● **Document passage**
▼
I have no idea the shape or form the glory of God took as it shone around the shepherds on that first Christmas night. It sounds like it was some sort of bright light, doesn’t it? Regardless of how it looked, I’m guessing that once you saw it, you’d never forget it. Of course, you and I haven’t seen it. So, what are we left with? We’re left with everything that we need. We have the sign the shepherds received at the manger. We see the glory of God’s love in the person of the Son he gave to us. That evening, the shepherds found the Son of God, not in a warm palace, not swaddled in fine purple linen, or placed in a royal crib. They found him in a barn, wrapped in strips of cloth and lying in a feeding trough.  Why? Because this was the birth he chose for himself, a sign to show us that from the start he had come to earth to make himself nothing, taking the very nature of a humble servant who came to us for no other reason than to give his life as a ransom for our sin and so buy us back from the guilt and punishment we well deserved. This is our sign as Paul puts it so beautifully in 2 Corinthians 4:6: For God, who said, “Let light shine out of darkness,” made his light shine in our hearts to give us the light of the knowledge of God’s glory displayed in the face of Christ.

God has “burned” the sign of Christ’s love into our hearts because he knows how forgetful and how foolish we Christians can be. We look for and find signs in all the wrong places. We assume that when something goes wrong in our lives, it’s a sign that God is angry with us and perhaps has even abandoned us. Maybe you feel that if you’re if you’re having a hard time making ends meet, or your marriage is on the rocks, or sickness or injury has touched your life, or someone close to you as died. Aren’t these and all our troubles signs that our relationship with God is broken? Not at all. Our troubles, together with all the hurts and heartaches they cause are painful reminders that it is our world that is broken by sin and its disastrous effects. Rather than a sign that something is wrong between our God and us, trouble is a reminder of how desperately we need the Christmas gift he sent to us in the person of his Son.

When troubles come, and they do every day, take a moment to picture the humble Christ child – the One who set aside the glories of heaven to be born on earth so that he could die to make us his own and rise from death to keep us his people. This is your sign, the only one that matters: Jesus’ love for you is boundless and is matched only by his infinite power, the power he uses to turn every trouble into a blessing for you and for all his people. This is the comforting truth Paul has in mind when he writes in Romans 8: No, in all [our troubles] we are more than conquerors through him who loved us. 38 For I am convinced that neither death nor life, neither angels nor demons, neither the present nor the future, nor any powers, 39 neither height nor depth, nor anything else in all creation, will be able to separate us from the love of God that is in Christ Jesus our Lord. (Romans 8:37-39).

This is the sign and assurance of Christmas and the cause of great joy, joy that sometimes shows itself in bright smiles and loud laughter, but more often than not, is expressed in the quiet confidence of God-given faith. I was reminded of this recently as I read the letter of a Christian friend who has terminal cancer. Here is a man who takes the time to make sure that the people he cares about understand that he’s not sharing bad news or trying to make difficult news palatable. Instead, he shares his great joy with these words of great encouragement: “Please remember that the Lord is leading me.  He has forgiven my sins by his grace and given me the gift of faith in Jesus.  I know where I am going.  I am going to the Savior who loves me for all time and eternity.  I am going home forever to the glories of heaven.  I am on the way to the eternal victory celebration.”

The good news of Christmas changes the way we view all other news whether that happens to be news about tornados, or disease, or even death. Our God who became one of us in the person of Jesus is with us and for us. Because of Christmas, he is ours and we are his forever. Amen.
▲
● **Problems to work on**
[1] In the Christmas message, where did the shepherds find the Son of God that evening?
[2] Reproduce the part of the Christmas message that opens with the words "The good news" and closes with "his forever. Amen.".

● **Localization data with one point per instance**
▼
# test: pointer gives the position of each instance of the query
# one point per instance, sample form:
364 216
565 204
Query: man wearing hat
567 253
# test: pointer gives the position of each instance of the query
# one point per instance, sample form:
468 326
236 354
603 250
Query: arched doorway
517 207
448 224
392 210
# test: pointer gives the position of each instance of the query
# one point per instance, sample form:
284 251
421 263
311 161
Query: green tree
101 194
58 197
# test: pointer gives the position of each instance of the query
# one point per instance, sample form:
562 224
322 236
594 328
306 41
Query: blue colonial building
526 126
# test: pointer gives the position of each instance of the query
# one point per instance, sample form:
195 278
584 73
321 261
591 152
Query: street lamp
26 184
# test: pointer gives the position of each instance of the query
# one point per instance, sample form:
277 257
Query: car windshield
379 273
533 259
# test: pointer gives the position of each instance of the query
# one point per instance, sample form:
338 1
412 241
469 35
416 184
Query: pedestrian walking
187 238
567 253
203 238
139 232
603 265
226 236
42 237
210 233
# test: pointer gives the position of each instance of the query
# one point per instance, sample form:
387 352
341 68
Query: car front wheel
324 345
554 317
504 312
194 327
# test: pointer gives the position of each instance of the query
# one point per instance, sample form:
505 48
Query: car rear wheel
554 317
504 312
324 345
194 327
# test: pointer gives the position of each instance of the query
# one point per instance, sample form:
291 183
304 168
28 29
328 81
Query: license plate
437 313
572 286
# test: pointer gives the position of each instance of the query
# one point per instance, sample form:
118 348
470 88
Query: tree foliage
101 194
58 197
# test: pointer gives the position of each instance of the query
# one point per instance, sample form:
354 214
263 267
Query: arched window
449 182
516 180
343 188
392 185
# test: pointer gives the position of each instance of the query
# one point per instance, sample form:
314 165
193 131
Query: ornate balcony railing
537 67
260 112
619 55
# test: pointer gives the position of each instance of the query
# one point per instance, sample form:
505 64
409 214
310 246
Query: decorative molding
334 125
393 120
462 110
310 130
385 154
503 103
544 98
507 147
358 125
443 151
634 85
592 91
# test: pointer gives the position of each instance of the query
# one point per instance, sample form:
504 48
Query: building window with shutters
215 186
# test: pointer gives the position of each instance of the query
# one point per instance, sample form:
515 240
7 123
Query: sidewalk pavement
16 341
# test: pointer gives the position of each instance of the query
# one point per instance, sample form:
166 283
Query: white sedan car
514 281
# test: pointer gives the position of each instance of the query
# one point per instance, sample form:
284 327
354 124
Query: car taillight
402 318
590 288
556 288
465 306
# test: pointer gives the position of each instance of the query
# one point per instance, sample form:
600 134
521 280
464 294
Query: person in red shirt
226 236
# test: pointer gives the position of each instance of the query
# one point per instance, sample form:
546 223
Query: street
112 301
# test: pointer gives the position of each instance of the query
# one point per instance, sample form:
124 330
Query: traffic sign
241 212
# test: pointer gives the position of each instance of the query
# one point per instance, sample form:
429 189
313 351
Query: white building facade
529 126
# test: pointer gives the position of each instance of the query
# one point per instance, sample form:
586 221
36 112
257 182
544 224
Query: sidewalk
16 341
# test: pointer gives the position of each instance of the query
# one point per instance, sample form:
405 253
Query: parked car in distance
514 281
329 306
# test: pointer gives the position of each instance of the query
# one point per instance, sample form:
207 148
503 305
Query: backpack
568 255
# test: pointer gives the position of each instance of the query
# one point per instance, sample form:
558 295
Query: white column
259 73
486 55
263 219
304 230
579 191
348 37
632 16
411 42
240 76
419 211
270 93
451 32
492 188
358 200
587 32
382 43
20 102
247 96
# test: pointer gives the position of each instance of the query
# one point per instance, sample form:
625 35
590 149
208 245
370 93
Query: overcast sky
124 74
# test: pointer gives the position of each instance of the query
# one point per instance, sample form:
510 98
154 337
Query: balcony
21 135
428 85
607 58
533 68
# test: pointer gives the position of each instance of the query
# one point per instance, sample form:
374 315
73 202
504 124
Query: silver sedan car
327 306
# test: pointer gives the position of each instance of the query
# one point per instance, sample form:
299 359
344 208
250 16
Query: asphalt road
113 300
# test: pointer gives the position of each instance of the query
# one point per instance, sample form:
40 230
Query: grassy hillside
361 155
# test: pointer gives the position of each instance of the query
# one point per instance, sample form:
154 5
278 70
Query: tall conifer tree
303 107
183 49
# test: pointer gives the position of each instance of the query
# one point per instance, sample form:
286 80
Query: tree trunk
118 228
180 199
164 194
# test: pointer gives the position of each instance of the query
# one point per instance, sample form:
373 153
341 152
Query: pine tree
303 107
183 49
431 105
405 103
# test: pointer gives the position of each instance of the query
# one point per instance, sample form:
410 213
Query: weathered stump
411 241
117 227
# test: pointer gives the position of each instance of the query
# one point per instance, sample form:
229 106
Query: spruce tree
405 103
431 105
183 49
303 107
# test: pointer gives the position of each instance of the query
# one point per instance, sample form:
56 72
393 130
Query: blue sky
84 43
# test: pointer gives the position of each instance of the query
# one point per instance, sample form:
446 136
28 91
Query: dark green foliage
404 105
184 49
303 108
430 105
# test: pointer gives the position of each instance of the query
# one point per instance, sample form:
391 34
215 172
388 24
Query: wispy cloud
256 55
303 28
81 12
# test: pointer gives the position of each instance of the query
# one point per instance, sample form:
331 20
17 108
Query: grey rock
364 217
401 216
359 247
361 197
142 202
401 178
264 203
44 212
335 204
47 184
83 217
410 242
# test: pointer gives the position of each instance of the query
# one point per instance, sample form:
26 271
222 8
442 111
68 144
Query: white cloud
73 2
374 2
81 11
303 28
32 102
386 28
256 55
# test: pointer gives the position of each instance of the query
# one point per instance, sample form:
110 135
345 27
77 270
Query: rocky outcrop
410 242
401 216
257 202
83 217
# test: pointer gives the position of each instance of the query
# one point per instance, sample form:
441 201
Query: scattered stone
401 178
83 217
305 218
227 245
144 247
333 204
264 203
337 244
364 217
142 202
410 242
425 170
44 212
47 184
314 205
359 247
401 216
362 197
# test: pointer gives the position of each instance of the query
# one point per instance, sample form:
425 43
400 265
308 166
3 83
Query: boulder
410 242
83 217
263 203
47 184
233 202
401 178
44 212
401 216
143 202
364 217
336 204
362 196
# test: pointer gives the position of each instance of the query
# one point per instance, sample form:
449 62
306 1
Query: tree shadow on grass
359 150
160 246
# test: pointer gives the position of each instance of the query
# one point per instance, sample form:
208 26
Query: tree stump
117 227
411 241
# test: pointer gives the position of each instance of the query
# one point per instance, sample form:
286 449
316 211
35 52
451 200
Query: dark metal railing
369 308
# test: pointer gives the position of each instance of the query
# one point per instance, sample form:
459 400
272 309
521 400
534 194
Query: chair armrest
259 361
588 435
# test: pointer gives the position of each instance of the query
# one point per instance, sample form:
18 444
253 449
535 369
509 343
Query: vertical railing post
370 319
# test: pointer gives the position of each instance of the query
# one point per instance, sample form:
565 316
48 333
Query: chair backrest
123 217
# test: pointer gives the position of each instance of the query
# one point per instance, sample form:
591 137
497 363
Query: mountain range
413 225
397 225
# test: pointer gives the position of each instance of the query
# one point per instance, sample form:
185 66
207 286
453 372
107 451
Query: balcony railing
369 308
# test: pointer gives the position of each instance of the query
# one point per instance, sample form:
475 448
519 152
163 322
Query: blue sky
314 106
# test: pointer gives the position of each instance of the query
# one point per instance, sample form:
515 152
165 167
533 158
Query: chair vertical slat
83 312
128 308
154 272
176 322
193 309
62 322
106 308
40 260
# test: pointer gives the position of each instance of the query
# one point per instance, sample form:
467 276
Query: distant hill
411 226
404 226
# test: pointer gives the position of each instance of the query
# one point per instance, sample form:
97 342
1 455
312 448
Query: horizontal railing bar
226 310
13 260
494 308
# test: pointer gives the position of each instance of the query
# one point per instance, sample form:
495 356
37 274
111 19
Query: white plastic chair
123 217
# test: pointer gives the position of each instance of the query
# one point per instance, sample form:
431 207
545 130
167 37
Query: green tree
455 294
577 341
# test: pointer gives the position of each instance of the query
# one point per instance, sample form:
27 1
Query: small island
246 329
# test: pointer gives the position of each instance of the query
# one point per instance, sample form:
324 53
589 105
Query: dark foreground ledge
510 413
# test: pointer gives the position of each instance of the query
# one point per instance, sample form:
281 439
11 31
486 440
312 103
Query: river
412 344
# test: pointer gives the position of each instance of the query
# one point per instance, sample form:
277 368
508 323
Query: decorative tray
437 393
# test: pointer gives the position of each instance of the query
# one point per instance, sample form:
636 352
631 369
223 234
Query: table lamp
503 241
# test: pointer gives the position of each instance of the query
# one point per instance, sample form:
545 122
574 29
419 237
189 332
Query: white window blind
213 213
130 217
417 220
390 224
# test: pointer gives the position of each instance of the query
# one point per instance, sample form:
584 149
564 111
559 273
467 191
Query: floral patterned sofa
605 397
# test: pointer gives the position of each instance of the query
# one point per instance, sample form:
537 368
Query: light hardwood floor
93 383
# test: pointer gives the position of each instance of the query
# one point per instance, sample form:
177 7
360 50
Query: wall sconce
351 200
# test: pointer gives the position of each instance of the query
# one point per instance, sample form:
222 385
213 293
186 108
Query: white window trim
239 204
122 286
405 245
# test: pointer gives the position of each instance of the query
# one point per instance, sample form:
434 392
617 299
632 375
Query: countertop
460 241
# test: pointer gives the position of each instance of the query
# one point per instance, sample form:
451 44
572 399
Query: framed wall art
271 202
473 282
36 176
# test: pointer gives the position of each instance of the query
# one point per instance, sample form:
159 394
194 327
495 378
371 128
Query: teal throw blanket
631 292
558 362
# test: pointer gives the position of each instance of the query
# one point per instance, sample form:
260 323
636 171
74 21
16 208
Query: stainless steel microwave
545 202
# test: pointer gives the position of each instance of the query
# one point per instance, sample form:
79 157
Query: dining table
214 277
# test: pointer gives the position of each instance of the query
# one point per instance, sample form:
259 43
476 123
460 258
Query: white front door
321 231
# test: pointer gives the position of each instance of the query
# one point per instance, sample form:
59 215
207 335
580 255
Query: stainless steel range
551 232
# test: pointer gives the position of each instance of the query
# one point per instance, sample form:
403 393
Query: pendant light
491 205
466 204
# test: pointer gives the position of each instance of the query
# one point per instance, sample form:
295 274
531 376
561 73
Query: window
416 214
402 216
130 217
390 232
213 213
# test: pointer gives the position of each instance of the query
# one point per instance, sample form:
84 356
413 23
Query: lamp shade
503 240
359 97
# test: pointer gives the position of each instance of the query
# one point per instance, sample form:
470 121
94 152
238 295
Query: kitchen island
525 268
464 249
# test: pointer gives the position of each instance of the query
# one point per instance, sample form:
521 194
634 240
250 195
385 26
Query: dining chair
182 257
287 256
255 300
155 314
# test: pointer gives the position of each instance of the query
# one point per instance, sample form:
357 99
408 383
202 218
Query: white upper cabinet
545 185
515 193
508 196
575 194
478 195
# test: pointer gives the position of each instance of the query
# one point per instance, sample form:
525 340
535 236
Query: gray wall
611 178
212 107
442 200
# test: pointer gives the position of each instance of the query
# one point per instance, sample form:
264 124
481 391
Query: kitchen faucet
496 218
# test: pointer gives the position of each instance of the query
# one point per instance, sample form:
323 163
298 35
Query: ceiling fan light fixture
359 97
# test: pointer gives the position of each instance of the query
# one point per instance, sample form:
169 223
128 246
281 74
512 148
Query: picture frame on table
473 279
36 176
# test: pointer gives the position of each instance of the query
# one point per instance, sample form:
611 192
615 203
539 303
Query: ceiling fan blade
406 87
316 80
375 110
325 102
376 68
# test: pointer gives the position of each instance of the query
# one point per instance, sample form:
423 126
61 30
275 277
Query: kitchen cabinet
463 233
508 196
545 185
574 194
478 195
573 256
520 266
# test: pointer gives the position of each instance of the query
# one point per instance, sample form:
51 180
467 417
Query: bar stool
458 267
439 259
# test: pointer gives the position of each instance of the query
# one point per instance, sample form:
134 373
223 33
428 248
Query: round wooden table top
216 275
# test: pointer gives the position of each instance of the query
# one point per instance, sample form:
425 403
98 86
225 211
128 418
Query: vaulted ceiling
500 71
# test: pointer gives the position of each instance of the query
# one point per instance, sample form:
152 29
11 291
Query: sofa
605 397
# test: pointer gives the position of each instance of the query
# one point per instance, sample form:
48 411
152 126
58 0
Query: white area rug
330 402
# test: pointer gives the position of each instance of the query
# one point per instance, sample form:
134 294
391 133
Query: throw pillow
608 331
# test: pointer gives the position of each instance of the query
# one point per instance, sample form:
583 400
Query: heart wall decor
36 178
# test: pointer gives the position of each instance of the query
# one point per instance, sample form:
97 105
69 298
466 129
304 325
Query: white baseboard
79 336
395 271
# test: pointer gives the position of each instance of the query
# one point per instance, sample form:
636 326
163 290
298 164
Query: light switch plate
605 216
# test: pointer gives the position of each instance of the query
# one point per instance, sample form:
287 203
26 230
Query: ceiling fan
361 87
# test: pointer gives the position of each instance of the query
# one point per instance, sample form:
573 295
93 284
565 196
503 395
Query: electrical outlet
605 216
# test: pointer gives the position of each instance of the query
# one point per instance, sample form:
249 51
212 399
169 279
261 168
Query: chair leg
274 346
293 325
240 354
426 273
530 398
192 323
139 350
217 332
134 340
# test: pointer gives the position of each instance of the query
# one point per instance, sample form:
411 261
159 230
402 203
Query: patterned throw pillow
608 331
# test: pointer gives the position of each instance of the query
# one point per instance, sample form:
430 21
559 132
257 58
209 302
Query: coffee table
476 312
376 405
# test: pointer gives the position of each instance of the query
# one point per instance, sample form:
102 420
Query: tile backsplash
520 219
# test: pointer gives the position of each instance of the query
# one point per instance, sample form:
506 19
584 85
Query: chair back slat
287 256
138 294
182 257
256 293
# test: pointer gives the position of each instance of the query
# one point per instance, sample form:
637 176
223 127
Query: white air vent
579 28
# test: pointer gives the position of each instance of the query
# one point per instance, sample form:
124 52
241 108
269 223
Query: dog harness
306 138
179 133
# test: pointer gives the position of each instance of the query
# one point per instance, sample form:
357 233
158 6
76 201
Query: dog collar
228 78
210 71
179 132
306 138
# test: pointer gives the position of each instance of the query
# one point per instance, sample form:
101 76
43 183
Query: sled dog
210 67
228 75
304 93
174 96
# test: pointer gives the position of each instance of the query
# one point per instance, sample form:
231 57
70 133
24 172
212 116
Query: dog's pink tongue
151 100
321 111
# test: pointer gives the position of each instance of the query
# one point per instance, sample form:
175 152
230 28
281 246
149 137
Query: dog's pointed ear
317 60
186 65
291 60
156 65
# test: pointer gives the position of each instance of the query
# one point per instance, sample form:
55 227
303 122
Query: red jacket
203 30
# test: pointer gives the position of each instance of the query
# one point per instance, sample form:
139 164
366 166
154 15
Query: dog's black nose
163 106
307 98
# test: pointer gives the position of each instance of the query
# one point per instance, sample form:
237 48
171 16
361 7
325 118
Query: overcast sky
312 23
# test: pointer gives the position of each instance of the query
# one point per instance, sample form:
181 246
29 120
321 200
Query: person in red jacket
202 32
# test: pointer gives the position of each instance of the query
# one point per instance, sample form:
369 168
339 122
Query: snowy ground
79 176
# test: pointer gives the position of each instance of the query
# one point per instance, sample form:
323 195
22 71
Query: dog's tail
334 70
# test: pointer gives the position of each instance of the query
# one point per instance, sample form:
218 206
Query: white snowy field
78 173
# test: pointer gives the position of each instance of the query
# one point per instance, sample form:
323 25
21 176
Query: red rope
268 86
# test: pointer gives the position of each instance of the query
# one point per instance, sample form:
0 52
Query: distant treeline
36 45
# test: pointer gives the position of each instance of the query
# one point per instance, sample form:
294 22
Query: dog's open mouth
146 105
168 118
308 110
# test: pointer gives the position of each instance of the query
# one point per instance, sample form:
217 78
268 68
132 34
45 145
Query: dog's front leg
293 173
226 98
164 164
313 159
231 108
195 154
▲
● **Answers to the exercise**
[1] In a barn, wrapped in strips of cloth and lying in a feeding trough.

[2]
The good news of Christmas changes the way we view all other news whether that happens to be news about tornados, or disease, or even death. Our God who became one of us in the person of Jesus is with us and for us. Because of Christmas, he is ours and we are his forever. Amen.